TASK: Condense the paragraph of the blog post below that begins "Conservatives have been arguing for years" into a shorter version that keeps its main facts.
[TEXT BLOCK start]
This post of mine from earlier today, which was based on this column by Damon Linker, has a lot in common with this post by Scott Alexander:

I write a lot about how we shouldn’t get our enemies fired lest they try to fire us, how we shouldn’t get our enemies’ campus speakers disinvited lest they try to disinvite ours, how we shouldn’t use deceit and hyperbole to push our policies lest our enemies try to push theirs the same way. And people very reasonably ask – hey, I notice my side kind of controls all of this stuff, the situation is actually asymmetrical, they have no way of retaliating, maybe we should just grind our enemies beneath our boots this one time.

And then when it turns out that the enemies can just leave and start their own institutions, with horrendous results for everybody, the cry goes up “Wait, that’s unfair! Nobody ever said you could do that! Come back so we can grind you beneath our boots some more!”

Conservatives aren’t stuck in here with us. We’re stuck in here with them. And so far it’s not going so well. I’m not sure if any of this can be reversed. But I think maybe we should consider to what degree we are in a hole, and if so, to what degree we want to stop digging.

Which in turn has a lot in common with this post by Freddie deBoer:

Conservatives have been arguing for years that liberals essentially want to write them out of shared cultural and intellectual spaces altogether. I’ve always said that’s horseshit. But I’m trying to be real with you and take an honest look at what’s happening in the few spaces that progressive people control. In the halls of actual power, meanwhile, conservatives have achieved incredible electoral victories, running up the score against the progressives who in turn take out their frustrations in cultural and intellectual spaces. This is not a dynamic that will end well for us.

Of course by affirming this version of events from conservatives, I am opening myself to the regular claim that I am a conservative. Which is incorrect; I have never been further left in my life than I am today. But you can understand it if you understand the contemporary progressive tendency to treat politics as a matter of which social or cultural group you associate with rather than as a set of shared principles and a commitment to enacting them by appealing to the enlightened best interest of the unconverted. That dynamic may, I’m afraid, also explain why progressives risk taking even firmer control of campus and media and Hollywood and losing everything else.
[TEXT BLOCK end]
[RECORDS start]
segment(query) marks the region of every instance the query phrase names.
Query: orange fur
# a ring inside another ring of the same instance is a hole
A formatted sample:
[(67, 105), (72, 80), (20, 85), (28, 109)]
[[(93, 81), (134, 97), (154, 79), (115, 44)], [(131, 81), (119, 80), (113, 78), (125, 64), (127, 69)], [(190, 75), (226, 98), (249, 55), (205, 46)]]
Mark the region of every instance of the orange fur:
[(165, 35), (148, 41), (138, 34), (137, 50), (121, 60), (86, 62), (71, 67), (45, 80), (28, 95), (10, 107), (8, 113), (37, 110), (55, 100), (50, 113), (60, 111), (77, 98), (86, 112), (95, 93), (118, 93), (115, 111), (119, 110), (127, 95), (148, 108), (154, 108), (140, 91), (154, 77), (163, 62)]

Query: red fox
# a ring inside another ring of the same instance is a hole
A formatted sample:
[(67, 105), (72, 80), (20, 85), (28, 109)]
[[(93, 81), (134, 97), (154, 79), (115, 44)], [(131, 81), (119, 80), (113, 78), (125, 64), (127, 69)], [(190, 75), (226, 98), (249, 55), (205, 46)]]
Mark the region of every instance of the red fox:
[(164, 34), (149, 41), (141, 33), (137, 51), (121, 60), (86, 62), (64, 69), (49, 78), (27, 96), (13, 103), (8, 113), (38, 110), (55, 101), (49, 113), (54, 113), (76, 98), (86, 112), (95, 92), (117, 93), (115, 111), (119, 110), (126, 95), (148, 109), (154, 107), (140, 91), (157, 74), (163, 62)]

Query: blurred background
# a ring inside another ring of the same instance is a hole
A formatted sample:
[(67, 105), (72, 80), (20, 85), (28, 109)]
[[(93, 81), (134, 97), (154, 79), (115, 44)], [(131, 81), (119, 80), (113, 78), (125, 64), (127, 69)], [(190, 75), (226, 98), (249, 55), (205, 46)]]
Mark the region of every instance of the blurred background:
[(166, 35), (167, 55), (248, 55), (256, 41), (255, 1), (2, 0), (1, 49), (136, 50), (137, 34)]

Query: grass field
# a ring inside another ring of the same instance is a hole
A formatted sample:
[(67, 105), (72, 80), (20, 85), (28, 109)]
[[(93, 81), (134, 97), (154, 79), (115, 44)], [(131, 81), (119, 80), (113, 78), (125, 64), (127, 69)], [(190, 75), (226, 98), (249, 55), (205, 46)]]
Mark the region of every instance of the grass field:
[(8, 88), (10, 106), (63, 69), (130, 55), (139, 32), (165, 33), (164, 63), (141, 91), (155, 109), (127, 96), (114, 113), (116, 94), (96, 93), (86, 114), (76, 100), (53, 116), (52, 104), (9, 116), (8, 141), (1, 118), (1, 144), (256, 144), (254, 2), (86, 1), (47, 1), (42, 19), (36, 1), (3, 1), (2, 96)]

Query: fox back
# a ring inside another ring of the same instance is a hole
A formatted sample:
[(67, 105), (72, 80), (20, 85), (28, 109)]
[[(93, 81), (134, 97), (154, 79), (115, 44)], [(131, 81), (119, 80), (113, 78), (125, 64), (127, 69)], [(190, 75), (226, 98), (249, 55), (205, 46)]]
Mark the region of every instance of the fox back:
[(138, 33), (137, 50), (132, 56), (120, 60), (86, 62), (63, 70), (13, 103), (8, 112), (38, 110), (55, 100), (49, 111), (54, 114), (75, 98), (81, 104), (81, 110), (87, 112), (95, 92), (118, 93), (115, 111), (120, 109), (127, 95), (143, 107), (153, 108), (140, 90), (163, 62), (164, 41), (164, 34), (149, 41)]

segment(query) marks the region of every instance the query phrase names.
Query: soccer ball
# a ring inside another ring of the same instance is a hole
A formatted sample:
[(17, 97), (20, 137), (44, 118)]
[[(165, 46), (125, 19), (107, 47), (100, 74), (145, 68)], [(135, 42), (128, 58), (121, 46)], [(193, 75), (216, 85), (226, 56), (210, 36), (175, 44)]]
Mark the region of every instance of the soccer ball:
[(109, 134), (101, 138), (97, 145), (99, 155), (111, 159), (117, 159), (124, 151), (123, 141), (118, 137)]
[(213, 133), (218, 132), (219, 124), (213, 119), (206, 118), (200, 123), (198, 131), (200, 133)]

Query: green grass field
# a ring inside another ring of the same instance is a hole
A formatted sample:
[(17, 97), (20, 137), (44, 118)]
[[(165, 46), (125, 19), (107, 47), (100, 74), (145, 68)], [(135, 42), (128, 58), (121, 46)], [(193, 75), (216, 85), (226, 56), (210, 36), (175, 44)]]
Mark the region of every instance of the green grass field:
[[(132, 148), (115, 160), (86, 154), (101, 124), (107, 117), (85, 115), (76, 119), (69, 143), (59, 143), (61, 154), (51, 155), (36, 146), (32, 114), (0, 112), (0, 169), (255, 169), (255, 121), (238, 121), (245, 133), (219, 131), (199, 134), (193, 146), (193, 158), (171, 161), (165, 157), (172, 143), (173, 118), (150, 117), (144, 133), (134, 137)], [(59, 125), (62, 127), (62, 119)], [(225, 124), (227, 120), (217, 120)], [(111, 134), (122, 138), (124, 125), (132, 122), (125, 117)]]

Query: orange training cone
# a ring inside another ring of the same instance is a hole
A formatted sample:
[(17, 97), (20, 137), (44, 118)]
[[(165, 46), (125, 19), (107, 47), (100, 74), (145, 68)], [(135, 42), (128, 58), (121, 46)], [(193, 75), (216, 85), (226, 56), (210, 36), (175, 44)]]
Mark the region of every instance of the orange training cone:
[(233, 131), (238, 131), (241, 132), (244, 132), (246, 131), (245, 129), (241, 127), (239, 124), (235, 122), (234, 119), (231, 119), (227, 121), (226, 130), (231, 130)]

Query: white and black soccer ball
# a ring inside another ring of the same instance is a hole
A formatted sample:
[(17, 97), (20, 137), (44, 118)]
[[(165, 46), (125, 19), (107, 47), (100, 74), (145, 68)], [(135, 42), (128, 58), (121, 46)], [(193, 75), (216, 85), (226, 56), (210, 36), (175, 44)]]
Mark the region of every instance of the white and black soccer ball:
[RECORDS end]
TASK ANSWER: Conservatives have long argued that liberals want to push them out of shared cultural and intellectual spaces. The writer always dismissed this but is now taking an honest look at the few spaces progressives control. Meanwhile, conservatives have won major electoral victories, and progressives take out their frustrations in cultural and intellectual spaces, a dynamic the writer says will not end well for progressives.